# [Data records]

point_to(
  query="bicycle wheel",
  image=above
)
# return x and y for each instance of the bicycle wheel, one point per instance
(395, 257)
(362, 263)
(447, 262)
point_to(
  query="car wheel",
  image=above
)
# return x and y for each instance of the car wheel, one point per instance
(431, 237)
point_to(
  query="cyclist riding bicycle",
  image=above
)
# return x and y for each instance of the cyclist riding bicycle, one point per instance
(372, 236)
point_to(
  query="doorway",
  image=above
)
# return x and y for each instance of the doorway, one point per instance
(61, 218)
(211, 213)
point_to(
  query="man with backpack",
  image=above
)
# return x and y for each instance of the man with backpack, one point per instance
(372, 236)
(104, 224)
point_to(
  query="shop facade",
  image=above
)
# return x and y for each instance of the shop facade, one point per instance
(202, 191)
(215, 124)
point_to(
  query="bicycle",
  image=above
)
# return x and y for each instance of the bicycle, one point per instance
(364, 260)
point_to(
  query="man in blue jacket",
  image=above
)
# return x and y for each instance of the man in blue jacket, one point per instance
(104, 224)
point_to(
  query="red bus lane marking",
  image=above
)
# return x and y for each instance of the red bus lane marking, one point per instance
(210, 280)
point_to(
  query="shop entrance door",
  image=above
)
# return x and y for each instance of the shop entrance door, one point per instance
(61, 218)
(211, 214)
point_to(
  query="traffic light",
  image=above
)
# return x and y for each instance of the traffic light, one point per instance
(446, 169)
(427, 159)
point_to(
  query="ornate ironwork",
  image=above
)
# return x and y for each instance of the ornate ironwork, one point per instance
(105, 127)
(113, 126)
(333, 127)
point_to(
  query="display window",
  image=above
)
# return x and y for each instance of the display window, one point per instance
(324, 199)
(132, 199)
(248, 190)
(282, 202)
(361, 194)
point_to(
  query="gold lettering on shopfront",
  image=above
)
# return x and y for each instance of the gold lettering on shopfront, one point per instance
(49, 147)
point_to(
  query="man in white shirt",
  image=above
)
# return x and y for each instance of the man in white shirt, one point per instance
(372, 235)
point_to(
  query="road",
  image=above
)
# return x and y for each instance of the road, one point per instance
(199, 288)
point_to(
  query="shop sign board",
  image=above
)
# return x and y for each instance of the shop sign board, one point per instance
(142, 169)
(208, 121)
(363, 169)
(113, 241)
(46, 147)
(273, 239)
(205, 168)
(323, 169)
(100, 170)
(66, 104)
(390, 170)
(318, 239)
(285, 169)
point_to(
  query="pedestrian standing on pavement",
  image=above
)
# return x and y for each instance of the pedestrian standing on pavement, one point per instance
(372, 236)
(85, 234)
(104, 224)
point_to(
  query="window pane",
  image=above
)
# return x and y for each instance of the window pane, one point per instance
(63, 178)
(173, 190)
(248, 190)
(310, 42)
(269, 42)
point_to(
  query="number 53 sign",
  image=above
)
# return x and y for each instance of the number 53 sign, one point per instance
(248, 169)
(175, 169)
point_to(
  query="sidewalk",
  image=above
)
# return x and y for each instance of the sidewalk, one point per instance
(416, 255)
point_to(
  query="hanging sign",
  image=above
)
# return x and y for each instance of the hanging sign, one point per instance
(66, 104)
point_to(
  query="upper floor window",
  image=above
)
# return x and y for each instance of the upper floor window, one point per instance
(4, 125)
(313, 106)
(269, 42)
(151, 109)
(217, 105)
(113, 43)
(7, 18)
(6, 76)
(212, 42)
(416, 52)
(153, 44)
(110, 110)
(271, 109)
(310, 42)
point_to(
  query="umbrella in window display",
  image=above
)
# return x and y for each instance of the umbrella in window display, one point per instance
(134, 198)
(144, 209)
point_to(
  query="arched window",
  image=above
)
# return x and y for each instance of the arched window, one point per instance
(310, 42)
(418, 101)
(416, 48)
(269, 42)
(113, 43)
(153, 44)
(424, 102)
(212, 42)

---

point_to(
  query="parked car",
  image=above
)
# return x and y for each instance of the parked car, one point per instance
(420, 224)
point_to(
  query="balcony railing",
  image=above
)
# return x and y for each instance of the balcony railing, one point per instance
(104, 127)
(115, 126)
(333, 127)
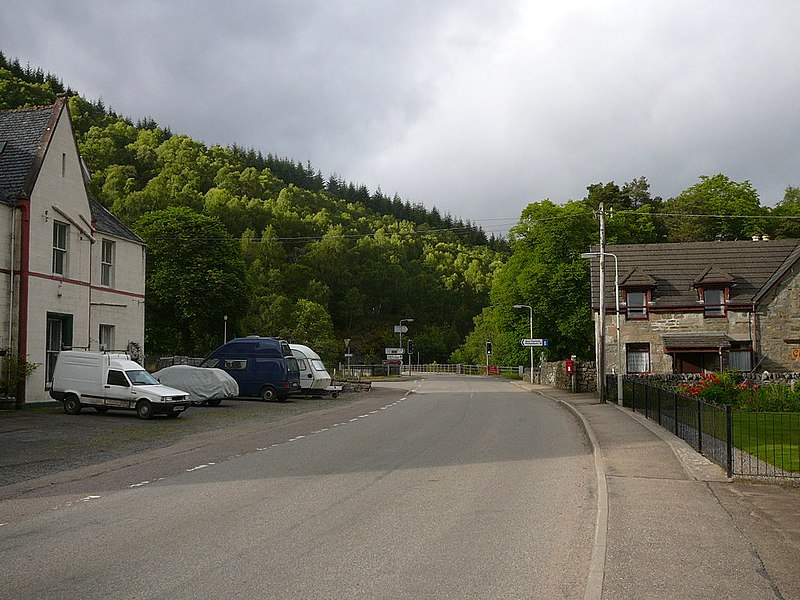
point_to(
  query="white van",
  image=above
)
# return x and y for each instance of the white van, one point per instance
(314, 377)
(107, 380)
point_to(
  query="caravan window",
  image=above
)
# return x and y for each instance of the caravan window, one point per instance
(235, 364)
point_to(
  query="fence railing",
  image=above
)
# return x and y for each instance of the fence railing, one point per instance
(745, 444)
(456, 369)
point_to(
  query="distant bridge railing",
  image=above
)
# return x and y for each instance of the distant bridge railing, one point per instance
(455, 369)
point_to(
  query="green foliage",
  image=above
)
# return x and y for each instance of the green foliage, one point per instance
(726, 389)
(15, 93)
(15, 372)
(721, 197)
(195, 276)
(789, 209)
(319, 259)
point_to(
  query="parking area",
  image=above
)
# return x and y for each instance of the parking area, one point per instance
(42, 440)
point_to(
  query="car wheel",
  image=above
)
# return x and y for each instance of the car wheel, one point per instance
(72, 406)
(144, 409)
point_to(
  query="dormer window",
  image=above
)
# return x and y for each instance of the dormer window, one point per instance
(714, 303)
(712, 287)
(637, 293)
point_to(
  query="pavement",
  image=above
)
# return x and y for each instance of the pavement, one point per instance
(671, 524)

* * *

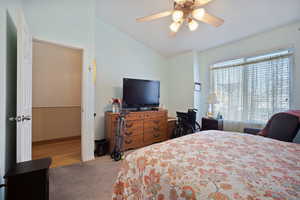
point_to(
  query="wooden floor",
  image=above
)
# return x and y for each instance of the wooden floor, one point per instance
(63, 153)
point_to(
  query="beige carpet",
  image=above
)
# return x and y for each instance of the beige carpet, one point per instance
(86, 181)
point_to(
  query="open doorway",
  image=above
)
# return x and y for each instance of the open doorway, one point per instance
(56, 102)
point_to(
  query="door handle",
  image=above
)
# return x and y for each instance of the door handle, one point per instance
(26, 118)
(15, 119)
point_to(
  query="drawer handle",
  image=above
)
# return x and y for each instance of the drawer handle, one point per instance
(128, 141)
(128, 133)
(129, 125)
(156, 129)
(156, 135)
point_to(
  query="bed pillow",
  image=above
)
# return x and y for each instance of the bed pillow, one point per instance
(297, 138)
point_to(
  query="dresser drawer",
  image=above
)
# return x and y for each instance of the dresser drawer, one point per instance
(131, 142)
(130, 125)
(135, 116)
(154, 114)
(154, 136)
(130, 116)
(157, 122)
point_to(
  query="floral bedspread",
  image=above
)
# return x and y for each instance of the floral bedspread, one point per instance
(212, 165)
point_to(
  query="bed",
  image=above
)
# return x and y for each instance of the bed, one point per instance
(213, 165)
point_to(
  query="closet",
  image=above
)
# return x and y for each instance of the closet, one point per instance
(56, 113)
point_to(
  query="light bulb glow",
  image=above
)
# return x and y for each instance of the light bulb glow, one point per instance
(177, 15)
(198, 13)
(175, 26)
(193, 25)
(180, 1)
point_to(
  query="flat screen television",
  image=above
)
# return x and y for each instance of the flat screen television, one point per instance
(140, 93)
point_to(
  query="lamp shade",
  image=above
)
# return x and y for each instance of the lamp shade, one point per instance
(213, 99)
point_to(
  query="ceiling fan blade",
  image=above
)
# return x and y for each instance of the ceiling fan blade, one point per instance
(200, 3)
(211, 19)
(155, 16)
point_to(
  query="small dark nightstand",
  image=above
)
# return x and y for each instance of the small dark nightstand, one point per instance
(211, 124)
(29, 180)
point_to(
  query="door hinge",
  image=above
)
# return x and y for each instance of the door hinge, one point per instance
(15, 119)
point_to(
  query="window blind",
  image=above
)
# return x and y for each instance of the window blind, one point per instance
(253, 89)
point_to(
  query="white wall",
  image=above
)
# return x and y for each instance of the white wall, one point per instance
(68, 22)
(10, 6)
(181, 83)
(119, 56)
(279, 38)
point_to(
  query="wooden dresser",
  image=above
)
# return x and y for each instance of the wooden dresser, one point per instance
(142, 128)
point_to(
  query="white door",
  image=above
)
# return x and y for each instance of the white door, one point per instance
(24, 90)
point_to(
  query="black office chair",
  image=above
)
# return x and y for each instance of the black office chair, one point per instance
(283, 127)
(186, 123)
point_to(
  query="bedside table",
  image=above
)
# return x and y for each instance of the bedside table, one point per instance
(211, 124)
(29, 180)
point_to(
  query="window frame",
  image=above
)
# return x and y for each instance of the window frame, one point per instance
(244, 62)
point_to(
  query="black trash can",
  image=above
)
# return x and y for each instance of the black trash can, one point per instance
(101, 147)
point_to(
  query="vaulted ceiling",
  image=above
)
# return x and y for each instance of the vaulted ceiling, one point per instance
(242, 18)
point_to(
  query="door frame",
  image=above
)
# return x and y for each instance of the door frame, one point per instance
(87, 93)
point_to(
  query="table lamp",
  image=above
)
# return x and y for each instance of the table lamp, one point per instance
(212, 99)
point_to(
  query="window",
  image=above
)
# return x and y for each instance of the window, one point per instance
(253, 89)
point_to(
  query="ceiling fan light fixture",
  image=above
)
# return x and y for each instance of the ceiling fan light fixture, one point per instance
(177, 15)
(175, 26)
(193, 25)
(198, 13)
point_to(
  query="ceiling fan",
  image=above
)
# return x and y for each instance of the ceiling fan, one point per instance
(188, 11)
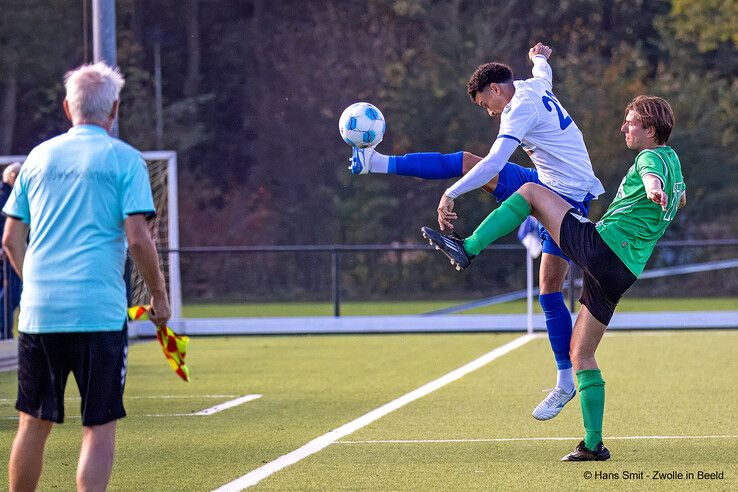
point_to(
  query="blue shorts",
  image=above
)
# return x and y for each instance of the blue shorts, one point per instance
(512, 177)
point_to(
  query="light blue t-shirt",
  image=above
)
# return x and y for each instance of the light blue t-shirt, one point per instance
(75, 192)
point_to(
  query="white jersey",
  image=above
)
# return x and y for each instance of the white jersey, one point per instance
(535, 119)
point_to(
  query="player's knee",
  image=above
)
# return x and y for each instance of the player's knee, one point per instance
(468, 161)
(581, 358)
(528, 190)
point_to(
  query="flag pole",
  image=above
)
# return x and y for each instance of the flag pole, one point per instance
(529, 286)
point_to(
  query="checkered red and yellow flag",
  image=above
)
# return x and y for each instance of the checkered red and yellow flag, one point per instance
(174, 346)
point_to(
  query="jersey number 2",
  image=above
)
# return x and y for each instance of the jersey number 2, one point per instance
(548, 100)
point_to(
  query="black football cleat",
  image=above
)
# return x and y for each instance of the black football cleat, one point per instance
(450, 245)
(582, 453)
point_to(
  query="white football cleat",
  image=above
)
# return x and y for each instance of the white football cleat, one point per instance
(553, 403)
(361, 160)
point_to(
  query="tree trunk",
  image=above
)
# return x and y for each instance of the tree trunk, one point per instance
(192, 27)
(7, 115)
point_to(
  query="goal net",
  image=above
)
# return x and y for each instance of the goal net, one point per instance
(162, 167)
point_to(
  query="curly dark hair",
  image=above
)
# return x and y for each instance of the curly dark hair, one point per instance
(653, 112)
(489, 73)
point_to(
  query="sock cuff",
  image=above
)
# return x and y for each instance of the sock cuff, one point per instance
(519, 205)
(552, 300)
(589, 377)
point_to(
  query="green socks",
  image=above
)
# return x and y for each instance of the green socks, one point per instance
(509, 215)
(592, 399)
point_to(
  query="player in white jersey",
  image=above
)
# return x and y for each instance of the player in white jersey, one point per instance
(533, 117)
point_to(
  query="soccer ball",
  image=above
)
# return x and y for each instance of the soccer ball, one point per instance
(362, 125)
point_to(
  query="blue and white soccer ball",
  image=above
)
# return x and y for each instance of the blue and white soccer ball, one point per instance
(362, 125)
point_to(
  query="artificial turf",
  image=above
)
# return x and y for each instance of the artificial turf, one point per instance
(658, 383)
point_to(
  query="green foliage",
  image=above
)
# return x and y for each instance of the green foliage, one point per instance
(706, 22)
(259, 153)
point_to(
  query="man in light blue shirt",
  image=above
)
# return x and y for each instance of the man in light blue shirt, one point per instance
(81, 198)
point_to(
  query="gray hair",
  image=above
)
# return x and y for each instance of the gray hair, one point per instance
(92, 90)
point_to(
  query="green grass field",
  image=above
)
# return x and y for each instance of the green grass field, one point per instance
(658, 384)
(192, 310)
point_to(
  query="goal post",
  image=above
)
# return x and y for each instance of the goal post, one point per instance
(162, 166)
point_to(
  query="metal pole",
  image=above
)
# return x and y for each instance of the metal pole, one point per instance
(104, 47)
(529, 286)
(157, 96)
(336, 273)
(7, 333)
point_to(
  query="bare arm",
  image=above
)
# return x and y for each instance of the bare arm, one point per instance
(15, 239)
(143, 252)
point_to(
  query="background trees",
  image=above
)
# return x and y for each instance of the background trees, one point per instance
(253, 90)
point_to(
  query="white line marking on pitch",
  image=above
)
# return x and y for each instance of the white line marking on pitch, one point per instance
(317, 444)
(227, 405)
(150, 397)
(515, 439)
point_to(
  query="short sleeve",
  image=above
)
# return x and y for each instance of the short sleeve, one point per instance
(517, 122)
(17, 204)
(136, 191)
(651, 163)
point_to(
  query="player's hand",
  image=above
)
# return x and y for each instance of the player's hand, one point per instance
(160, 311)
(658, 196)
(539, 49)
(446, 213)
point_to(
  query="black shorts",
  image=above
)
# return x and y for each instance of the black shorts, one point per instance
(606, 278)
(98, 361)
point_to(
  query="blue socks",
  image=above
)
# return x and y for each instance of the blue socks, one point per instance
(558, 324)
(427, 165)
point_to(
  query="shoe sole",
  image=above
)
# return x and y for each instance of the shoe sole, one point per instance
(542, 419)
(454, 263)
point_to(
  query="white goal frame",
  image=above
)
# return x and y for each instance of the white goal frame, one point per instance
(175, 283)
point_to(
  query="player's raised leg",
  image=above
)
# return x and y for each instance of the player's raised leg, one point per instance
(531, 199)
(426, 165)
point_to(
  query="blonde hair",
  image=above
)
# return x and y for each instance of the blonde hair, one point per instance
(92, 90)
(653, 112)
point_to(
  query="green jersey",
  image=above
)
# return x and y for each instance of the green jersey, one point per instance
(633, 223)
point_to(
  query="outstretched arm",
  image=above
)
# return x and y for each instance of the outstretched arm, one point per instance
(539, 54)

# [THE PROBLEM]
Pick out every line above that contains the string "bedspread" and copy each one, matching case exactly.

# [THE ANSWER]
  query="floral bedspread",
# return x and y for each instance of the floral bedspread, one point per instance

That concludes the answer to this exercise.